Pick out each line of the records that includes the string "below", and copy it.

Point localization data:
◇ ◇ ◇

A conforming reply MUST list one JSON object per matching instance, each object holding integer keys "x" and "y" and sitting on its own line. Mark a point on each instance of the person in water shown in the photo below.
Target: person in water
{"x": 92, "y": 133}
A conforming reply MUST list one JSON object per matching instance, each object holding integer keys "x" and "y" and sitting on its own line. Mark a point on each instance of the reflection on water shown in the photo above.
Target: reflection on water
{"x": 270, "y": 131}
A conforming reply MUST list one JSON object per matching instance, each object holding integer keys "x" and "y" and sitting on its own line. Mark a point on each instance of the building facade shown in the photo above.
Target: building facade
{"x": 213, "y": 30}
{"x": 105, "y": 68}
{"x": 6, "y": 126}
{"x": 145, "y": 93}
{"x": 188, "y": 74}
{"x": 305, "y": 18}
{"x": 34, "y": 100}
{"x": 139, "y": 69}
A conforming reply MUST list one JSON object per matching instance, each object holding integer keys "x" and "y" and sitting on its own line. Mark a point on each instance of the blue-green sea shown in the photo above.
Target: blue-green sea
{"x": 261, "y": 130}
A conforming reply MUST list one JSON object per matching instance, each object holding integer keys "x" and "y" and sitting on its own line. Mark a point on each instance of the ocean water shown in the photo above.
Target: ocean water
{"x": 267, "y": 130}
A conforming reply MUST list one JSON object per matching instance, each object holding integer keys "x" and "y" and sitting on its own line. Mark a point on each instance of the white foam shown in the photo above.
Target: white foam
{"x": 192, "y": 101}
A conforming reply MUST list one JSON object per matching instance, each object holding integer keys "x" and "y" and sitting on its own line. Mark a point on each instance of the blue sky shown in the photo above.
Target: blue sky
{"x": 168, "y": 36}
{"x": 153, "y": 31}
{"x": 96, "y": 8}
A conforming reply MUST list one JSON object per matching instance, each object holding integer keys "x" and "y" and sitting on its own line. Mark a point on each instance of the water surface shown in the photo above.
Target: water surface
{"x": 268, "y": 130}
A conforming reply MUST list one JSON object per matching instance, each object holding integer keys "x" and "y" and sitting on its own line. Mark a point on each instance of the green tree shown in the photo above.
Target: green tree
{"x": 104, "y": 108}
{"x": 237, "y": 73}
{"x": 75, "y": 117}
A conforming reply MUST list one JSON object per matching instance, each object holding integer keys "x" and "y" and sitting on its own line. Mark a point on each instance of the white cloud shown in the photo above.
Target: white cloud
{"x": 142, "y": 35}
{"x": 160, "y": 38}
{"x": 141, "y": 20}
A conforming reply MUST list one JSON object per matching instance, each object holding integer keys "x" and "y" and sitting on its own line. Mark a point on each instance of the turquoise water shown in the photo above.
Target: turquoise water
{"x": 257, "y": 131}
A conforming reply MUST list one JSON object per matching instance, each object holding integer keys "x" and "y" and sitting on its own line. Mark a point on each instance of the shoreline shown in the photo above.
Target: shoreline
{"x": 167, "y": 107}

◇ ◇ ◇

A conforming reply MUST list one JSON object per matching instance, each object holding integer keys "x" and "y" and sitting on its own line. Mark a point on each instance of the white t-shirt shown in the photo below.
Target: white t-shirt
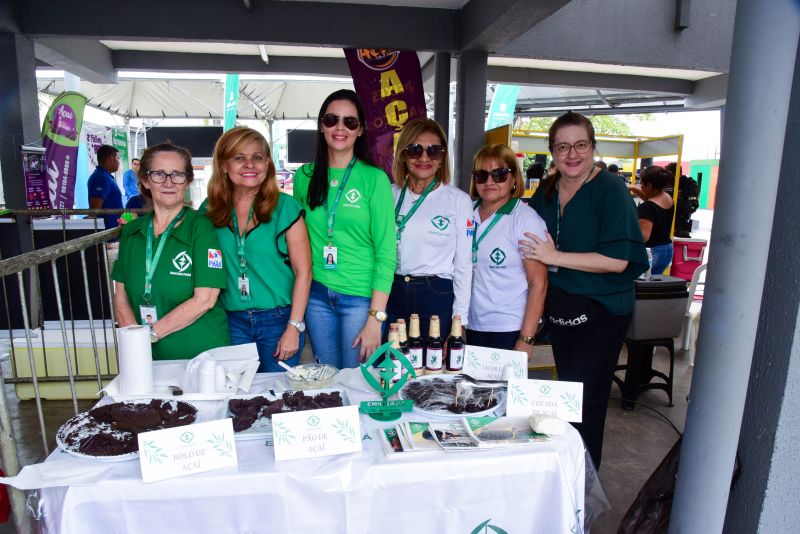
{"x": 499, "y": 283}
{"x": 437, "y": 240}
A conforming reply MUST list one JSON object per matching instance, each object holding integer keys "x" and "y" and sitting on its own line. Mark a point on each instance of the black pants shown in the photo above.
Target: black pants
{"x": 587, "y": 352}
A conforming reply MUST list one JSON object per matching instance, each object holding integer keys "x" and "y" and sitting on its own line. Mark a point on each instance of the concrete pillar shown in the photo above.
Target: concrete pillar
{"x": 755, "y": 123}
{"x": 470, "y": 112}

◇ ◇ ◇

→ **Output of the exercise**
A conforming reply MUST list one JSON object per matching instance, each object holding integer keys "x" and "y" and sitting on its own line. Mark a point on each instance of the person in water shown in the photo below.
A conforming reply MUST list one JSON object per matching instance, each object holding integer keys "x" and "y" and sitting on its own line. Mark a point on each instance of the white t-shirt shown in the photo below.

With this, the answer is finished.